■ **PROMPT**: For the records below, print the lines from the line with "Target: green herb garnish" through the line with "Put a marker on every instance of the striped" exactly as written; include both end lines and exclude the rest.

■ **RECORDS SUPPLIED**:

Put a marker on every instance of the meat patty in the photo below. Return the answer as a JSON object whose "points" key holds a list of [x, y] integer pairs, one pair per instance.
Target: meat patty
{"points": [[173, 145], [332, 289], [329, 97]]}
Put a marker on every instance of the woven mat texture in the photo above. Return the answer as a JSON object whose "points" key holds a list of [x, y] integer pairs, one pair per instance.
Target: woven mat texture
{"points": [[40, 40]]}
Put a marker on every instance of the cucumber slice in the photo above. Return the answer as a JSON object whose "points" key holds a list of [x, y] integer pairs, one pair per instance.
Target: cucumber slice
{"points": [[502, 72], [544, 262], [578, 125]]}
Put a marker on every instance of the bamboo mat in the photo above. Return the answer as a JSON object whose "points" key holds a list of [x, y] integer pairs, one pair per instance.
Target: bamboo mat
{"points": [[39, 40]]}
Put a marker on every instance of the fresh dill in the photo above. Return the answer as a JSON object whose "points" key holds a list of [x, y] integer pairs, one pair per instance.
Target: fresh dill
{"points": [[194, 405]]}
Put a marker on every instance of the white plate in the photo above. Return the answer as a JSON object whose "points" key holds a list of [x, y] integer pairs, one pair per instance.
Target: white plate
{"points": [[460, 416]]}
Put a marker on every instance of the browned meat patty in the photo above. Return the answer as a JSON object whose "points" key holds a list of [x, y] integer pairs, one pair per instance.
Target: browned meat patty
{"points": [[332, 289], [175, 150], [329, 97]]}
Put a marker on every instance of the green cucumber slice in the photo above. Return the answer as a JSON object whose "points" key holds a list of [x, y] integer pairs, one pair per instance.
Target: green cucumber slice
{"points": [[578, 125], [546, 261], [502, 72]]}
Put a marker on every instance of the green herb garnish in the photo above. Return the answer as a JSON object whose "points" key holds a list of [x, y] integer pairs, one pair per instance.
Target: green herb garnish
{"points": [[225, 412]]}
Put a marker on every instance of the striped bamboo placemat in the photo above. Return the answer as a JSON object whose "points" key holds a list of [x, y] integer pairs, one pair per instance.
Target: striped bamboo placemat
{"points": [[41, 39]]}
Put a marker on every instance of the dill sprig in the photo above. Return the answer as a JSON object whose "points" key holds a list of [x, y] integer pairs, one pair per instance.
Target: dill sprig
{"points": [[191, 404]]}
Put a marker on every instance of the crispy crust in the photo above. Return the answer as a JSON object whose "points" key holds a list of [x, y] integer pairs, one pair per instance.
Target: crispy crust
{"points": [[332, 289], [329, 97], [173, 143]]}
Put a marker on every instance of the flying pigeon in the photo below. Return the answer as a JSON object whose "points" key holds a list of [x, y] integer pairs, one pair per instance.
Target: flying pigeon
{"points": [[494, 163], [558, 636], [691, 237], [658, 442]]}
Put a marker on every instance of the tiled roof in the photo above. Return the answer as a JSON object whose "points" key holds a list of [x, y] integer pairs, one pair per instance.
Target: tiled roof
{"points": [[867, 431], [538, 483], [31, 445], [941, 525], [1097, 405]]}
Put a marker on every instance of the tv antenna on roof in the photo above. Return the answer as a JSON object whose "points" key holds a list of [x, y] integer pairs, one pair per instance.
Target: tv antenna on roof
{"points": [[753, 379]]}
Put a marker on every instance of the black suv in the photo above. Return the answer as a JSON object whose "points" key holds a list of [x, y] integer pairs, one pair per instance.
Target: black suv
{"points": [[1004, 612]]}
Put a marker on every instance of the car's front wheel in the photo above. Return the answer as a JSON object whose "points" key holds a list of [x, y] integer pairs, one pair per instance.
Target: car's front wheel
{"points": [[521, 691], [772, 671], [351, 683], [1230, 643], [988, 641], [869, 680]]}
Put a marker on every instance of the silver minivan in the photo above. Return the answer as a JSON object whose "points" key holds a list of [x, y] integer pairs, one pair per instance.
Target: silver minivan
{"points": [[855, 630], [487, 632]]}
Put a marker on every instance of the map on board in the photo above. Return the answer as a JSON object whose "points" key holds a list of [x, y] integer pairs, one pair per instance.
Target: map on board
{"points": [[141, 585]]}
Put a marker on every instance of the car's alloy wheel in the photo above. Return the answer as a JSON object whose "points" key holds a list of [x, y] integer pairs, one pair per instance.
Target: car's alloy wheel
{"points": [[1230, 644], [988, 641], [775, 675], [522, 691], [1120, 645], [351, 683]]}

■ **RESPONSE FOR THIS EXERCISE**:
Target: green herb garnish
{"points": [[225, 412]]}
Put a marker on every instance of the striped bamboo placemat in the photo above. Return the answer as a JSON object whose "points" key holds a list of [x, y] integer pairs, one pair per instance.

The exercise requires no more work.